[INPUT MATERIAL — start]

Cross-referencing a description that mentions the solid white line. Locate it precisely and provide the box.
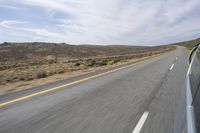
[132,111,149,133]
[170,64,174,70]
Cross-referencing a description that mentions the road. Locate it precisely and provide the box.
[0,47,188,133]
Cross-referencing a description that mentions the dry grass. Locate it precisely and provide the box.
[0,48,175,85]
[16,83,30,88]
[172,38,200,50]
[0,42,176,95]
[0,53,170,95]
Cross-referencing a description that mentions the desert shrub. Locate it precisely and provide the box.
[49,70,56,76]
[87,60,96,67]
[113,59,120,63]
[6,79,11,82]
[26,77,33,81]
[97,60,107,66]
[3,42,9,45]
[106,60,114,65]
[37,71,47,78]
[74,62,80,66]
[19,77,25,81]
[58,69,65,74]
[48,59,57,64]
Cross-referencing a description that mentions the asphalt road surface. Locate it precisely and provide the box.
[0,47,188,133]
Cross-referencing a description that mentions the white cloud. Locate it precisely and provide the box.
[163,0,200,23]
[0,20,66,42]
[0,20,25,28]
[0,4,23,10]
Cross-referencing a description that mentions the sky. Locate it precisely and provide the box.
[0,0,200,45]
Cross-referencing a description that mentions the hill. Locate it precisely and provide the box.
[0,42,169,61]
[171,38,200,50]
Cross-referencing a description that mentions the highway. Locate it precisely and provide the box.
[0,47,188,133]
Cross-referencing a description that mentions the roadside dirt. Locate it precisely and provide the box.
[0,54,163,95]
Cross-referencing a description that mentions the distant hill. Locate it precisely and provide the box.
[171,38,200,50]
[0,42,169,61]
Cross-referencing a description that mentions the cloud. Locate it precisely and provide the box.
[0,0,200,45]
[0,20,24,27]
[0,20,66,42]
[0,4,23,10]
[163,0,199,23]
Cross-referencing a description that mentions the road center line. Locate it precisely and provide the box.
[132,111,149,133]
[0,57,153,107]
[170,64,174,70]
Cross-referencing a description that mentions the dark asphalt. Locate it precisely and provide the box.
[0,47,188,133]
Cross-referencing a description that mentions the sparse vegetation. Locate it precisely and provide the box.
[107,60,114,65]
[0,42,176,85]
[172,38,200,50]
[37,71,48,78]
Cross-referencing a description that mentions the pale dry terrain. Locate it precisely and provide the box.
[0,56,157,95]
[0,42,176,94]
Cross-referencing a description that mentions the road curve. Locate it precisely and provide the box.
[0,47,188,133]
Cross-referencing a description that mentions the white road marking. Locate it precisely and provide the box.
[170,64,174,70]
[176,57,178,60]
[132,111,149,133]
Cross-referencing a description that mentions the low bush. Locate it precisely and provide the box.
[37,71,47,78]
[74,62,80,66]
[106,60,114,65]
[87,60,96,67]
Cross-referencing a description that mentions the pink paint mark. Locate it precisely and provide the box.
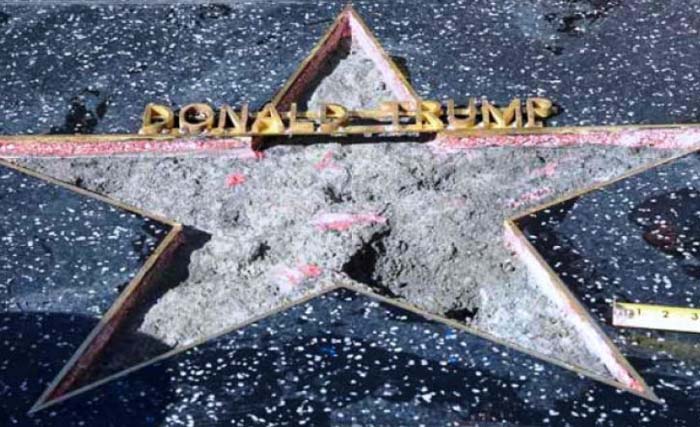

[INPUT MATERIAL — finish]

WORK TO BE COMPLETED ▸ Retype all of the material above precisely as it reads. Pictures are not part of the copy.

WRITTEN SOLUTION ▸
Cross-referencing a description that mentions the solid white line. Locate it precisely and provide the box.
[132,111,149,133]
[170,64,174,70]
Cross-referencing a description that mentions the road. Locate it precisely and provide the box.
[0,47,188,133]
Cross-referencing a description that mentions the dry grass. Locate it precisely and provide the box.
[0,48,175,85]
[16,83,30,88]
[172,38,200,50]
[0,42,176,95]
[0,53,170,95]
Cross-referencing a description that mentions the desert shrub. Locate it precisely and provide the box.
[49,70,56,76]
[87,60,96,67]
[113,59,120,63]
[6,79,11,82]
[26,77,33,81]
[97,60,107,66]
[3,42,9,45]
[106,60,114,65]
[37,71,47,78]
[74,62,80,66]
[19,77,25,81]
[58,69,65,74]
[48,59,57,64]
Cross-referencing a description that mentions the asphalt road surface. Locate it precisely and provide the box.
[0,47,188,133]
Cross-referencing a description that mentions the white cloud. Locate it precisely and provide the box.
[163,0,200,23]
[0,20,66,42]
[0,20,25,28]
[0,4,23,10]
Cross-referencing a description that mentions the sky. Locate it precisely and provide the box.
[0,0,200,45]
Cross-referencing a description that mentions the hill. Locate it precisely and provide the box.
[0,42,169,61]
[171,38,200,50]
Cross-referencing a description that mentions the highway. Locate it precisely and provide the box.
[0,47,188,133]
Cross-referencing a description that mentions the roadside dirt. Locate it precisely and provide the box.
[0,54,163,95]
Cross-referencing a description that mentions the distant hill. Locate it precisely and provide the box.
[171,38,200,50]
[0,42,169,61]
Cross-referencing a description that mentions the cloud. Locate it precisely and provide the box.
[0,0,200,45]
[0,20,24,27]
[0,20,66,42]
[0,4,23,10]
[163,0,199,23]
Cross-referencing a description that mentions the road center line. Locate it precisely and provide the box.
[132,111,149,133]
[0,57,153,107]
[170,64,174,70]
Cross-referencing a description that mentions the dark asphalt. Locate it precisely and provide the box.
[0,47,188,133]
Cross-referencing a description that mentions the sparse vegetation. Locate it precisely and provide the box.
[107,60,114,65]
[0,42,176,85]
[172,38,200,50]
[37,71,48,78]
Cross-referencing a description that mentions the pale dry terrain. Locate it precisely and provide the box.
[0,56,157,95]
[0,42,176,94]
Cross-referencing a description that mentions the road curve. Locate it precisely and provide the box.
[0,47,188,133]
Cross-referencing a description that mentions the white road marking. Locate it precisely and provide the box.
[170,64,174,70]
[176,57,178,60]
[132,111,149,133]
Cross-referencing a description that mentions the low bush. Locate it precisely and provide the box.
[37,71,47,78]
[74,62,80,66]
[106,60,114,65]
[87,60,96,67]
Cross-referencing a description that mentions the pink paint mark. Locate it precisely and provide the box.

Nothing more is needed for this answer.